*Task to carry out:*
Given the material below, return only the lines starting at the line with "TARGET: grassy dune" and ending at the line with "TARGET: bush", exactly as they appear.

────────────────────

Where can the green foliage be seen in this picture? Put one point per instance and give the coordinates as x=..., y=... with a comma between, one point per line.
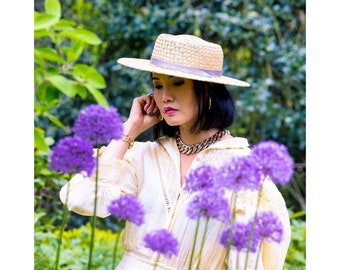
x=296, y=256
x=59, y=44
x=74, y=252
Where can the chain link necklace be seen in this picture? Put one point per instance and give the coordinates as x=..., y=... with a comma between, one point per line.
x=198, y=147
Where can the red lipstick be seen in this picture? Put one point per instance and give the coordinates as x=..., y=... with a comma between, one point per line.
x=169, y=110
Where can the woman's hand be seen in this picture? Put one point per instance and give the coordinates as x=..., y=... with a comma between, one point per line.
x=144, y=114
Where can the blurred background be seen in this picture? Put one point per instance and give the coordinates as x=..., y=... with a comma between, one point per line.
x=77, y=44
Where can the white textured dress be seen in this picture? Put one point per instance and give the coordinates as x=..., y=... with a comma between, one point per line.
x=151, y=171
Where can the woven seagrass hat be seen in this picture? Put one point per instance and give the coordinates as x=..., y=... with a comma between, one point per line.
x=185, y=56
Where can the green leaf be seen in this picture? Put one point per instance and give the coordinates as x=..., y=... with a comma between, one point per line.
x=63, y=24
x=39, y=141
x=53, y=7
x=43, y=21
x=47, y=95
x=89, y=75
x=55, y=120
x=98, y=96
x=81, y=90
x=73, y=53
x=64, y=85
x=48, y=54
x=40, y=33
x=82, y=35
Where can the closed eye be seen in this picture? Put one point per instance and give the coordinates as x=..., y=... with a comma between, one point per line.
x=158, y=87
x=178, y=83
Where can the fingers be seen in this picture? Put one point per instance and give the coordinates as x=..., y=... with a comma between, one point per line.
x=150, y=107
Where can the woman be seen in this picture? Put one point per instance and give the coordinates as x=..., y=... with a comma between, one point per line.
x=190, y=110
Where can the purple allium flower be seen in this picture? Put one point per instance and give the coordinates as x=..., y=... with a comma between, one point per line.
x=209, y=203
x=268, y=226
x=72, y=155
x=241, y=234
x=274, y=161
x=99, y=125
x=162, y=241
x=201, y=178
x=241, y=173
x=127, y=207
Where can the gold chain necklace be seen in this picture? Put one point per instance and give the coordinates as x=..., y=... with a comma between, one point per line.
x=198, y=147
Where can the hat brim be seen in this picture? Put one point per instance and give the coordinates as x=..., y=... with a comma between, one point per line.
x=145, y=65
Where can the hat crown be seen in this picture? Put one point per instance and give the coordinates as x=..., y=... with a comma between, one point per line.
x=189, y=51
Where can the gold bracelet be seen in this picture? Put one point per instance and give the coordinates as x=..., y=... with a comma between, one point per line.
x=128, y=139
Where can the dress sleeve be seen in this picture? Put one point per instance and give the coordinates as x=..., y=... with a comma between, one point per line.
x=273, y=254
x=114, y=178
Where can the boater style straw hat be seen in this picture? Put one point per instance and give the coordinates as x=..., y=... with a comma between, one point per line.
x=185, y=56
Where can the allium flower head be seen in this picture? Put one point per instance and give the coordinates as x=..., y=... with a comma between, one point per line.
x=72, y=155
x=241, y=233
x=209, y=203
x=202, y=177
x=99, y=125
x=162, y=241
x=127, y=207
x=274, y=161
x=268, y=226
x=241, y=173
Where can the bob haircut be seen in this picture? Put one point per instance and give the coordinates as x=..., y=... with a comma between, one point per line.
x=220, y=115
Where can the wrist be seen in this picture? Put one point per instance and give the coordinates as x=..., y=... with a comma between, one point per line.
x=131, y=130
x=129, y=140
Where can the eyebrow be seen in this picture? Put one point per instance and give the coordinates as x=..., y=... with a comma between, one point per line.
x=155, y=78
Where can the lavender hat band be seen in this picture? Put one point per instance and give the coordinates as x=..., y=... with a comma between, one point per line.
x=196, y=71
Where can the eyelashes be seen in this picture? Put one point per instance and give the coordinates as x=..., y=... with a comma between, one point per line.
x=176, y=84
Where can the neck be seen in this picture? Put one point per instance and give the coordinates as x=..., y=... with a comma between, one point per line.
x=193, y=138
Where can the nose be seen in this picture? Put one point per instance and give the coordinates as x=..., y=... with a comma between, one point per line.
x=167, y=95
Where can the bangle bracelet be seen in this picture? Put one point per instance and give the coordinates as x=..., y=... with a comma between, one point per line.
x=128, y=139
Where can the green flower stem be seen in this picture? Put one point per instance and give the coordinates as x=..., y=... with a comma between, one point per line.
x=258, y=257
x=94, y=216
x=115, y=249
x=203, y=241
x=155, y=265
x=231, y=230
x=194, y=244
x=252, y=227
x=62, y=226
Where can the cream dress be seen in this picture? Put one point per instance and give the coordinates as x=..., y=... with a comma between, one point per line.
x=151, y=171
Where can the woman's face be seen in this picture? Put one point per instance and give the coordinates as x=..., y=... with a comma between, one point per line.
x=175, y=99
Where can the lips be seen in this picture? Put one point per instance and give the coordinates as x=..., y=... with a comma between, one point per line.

────────────────────

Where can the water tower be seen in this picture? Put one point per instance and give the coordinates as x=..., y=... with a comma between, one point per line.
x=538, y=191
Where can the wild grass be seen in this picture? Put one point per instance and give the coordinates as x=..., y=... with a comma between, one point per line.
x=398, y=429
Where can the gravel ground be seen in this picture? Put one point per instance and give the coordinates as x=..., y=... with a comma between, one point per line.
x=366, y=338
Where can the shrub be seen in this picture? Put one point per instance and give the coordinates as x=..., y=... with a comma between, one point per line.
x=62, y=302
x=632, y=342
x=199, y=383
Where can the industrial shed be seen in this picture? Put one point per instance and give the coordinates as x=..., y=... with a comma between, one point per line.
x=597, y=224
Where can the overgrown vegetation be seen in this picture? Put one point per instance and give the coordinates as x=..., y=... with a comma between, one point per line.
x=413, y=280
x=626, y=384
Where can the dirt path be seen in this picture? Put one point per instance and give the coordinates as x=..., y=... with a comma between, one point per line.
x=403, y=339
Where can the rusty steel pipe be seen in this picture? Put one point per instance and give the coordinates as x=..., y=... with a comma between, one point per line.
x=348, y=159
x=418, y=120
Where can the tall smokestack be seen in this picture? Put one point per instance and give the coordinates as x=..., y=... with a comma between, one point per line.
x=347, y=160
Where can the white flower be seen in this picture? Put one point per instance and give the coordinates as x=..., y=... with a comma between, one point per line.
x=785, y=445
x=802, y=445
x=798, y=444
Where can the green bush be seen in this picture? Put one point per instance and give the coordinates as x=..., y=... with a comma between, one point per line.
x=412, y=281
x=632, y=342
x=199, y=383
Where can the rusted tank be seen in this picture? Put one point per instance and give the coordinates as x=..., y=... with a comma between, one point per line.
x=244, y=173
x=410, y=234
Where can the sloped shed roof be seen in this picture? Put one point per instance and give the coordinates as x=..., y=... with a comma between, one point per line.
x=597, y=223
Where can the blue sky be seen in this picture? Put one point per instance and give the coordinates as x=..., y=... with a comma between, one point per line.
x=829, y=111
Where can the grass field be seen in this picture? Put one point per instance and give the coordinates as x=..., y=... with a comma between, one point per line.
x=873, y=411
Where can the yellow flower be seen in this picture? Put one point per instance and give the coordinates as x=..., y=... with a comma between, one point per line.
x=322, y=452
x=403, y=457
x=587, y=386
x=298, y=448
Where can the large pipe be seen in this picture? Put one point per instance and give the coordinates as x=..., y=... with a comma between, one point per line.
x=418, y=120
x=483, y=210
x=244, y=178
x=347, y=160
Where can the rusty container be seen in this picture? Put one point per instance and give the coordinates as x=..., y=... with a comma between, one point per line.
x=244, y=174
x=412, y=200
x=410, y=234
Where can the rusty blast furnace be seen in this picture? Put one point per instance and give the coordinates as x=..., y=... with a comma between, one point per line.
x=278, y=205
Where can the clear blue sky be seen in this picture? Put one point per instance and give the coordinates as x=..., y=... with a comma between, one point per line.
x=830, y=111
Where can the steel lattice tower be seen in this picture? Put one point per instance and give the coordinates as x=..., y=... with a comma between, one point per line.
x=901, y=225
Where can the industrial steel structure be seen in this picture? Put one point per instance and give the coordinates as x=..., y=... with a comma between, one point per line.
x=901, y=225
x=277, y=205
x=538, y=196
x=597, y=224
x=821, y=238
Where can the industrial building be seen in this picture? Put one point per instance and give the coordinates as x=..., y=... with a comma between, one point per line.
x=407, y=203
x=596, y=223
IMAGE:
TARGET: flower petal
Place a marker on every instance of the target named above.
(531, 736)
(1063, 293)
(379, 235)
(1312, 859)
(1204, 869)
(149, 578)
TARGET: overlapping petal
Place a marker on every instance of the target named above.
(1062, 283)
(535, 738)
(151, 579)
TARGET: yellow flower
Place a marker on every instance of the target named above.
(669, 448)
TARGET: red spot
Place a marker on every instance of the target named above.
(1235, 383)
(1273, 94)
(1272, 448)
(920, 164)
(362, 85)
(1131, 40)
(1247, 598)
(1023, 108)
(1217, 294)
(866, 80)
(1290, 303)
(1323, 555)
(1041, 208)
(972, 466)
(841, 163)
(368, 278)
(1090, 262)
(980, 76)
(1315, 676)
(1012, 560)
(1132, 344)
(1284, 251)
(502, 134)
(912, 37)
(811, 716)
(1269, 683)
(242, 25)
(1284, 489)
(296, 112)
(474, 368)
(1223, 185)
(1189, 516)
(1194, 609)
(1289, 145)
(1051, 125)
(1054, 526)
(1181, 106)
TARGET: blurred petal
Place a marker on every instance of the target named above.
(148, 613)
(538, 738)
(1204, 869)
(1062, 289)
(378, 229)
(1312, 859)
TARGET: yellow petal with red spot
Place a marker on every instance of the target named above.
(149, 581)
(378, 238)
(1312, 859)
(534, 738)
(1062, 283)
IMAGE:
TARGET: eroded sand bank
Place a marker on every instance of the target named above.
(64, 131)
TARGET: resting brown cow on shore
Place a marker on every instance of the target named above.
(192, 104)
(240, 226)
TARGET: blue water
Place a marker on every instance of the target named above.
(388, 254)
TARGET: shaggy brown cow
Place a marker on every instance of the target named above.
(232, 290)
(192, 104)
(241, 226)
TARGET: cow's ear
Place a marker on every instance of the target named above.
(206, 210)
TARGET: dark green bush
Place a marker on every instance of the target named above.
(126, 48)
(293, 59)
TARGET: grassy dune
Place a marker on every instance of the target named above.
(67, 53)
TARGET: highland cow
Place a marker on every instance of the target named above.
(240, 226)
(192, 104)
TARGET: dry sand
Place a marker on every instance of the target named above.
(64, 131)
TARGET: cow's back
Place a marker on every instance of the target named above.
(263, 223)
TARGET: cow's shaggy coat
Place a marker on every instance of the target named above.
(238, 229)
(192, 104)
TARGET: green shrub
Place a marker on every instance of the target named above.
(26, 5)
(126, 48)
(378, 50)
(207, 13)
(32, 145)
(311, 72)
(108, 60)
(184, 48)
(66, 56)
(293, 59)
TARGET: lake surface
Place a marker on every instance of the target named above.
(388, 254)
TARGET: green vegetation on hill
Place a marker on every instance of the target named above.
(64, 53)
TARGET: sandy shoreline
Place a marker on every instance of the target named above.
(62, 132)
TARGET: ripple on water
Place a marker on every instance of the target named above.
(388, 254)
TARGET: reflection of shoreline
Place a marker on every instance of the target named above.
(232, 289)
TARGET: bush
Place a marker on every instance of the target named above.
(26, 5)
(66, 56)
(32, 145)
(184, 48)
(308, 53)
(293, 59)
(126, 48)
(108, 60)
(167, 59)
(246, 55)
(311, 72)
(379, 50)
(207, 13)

────────────────────

*Response to the exercise:*
TARGET: grassy dune
Place a marker on every instance of the target named above.
(67, 53)
TARGET: highland cow
Place a marker on every instance of the target named above.
(240, 226)
(192, 104)
TARGET: dry sand
Place a marker on every instance of the target named above.
(64, 131)
TARGET: cow's back
Place a marker on every instance of the target named above.
(263, 223)
TARGET: cow's shaggy coat
Place a marker on every instance of the target named above.
(238, 229)
(192, 104)
TARGET: green shrub
Place a marker on every instance of the target named above.
(26, 5)
(126, 48)
(378, 50)
(207, 13)
(32, 145)
(311, 72)
(108, 60)
(184, 48)
(66, 56)
(293, 59)
TARGET: lake surface
Place a marker on every instance of the target named above.
(388, 254)
TARGET: green vegetation on hill
Place a marker on every instance of the target named above.
(64, 53)
TARGET: sandy shoreline
Place a marker on every instance of the target named above.
(62, 132)
TARGET: ripple on water
Place a marker on every instance of the target named above.
(388, 254)
TARGET: reflection of shoreline
Place a marker on every instance of the target named above.
(232, 289)
TARGET: bush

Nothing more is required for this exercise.